Entries for pointing and labeling
- - -

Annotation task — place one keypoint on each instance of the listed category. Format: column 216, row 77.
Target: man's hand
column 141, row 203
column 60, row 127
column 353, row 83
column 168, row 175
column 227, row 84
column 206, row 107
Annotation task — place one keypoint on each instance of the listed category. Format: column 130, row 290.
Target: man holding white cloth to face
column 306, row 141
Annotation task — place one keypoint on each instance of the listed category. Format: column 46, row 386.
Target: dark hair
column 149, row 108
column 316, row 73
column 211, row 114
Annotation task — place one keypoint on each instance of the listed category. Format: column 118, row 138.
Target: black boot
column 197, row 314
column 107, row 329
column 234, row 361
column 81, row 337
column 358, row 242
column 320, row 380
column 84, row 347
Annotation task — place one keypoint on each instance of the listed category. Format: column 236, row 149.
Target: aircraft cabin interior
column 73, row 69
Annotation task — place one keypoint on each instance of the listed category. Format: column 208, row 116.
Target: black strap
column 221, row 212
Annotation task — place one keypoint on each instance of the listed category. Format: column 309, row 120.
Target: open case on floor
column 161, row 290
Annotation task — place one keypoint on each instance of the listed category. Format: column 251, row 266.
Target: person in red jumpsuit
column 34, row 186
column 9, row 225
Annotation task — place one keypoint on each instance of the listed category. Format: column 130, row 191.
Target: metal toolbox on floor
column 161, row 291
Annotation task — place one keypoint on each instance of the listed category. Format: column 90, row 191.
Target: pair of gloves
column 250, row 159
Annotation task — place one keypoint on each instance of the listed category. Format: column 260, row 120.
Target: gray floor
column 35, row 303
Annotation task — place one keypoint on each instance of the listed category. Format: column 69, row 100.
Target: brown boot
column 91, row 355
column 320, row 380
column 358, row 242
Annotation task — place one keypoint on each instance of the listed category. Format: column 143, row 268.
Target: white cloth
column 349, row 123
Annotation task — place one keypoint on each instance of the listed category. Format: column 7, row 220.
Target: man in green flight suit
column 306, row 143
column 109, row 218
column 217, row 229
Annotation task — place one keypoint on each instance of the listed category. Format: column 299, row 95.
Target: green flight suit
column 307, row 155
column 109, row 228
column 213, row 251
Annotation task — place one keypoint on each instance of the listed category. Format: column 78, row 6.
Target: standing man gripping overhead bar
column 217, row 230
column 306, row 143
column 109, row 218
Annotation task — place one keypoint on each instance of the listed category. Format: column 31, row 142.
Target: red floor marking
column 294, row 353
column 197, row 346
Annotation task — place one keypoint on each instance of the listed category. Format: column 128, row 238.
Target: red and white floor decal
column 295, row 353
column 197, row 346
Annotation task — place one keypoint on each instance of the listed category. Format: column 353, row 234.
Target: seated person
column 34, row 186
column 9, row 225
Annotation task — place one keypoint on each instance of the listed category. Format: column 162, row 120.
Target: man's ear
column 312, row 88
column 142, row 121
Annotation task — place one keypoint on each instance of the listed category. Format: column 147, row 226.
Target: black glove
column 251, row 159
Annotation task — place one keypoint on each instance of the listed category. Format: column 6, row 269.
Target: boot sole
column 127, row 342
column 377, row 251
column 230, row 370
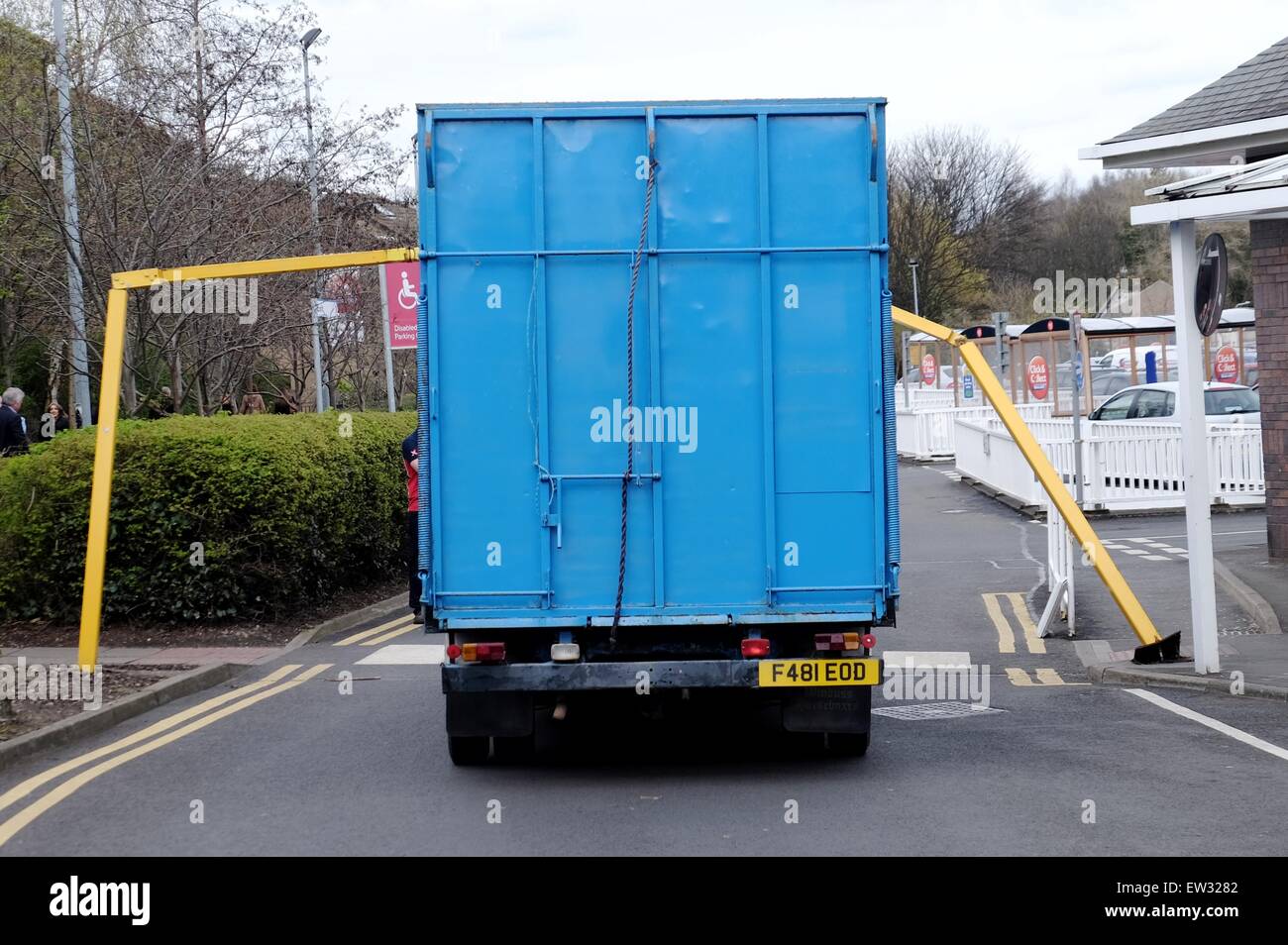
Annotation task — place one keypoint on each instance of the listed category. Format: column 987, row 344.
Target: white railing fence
column 1125, row 464
column 928, row 432
column 1063, row 554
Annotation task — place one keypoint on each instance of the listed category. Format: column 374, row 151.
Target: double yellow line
column 1005, row 635
column 382, row 634
column 138, row 744
column 1031, row 641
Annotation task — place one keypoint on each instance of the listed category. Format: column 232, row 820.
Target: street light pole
column 71, row 217
column 305, row 42
column 915, row 310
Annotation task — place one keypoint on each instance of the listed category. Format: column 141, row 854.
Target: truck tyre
column 468, row 750
column 848, row 744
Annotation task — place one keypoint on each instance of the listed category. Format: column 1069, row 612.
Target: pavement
column 338, row 747
column 147, row 656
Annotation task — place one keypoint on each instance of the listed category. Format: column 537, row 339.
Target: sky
column 1048, row 76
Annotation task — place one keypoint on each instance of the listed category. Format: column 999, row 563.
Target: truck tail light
column 483, row 653
column 565, row 653
column 837, row 641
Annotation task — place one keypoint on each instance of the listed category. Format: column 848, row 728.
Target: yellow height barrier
column 1119, row 587
column 110, row 395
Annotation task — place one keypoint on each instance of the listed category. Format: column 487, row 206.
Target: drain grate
column 925, row 711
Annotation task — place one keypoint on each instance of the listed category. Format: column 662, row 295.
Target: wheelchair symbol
column 407, row 295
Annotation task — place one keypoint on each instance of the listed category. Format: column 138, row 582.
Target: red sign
column 402, row 287
column 1225, row 365
column 1039, row 378
column 928, row 369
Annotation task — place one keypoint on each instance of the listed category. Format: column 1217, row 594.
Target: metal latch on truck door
column 553, row 515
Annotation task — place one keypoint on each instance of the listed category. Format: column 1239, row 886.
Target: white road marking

- - -

## Task brief
Give back word for word the part of the items that opens with the line containing "1069, row 612." and closes with the line containing "column 837, row 641", including both of those lines.

## Result of the exercise
Annotation task — place one keypoint on each instance of the listed category. Format: column 1069, row 612.
Target: pavement
column 338, row 747
column 147, row 656
Annotation task — place one keypoint on each instance of the listed category. Format: column 537, row 339.
Target: sky
column 1048, row 76
Annotation task — place one keypoint on each instance of the listed category. Format: column 999, row 563.
Target: truck tail light
column 483, row 653
column 565, row 653
column 837, row 641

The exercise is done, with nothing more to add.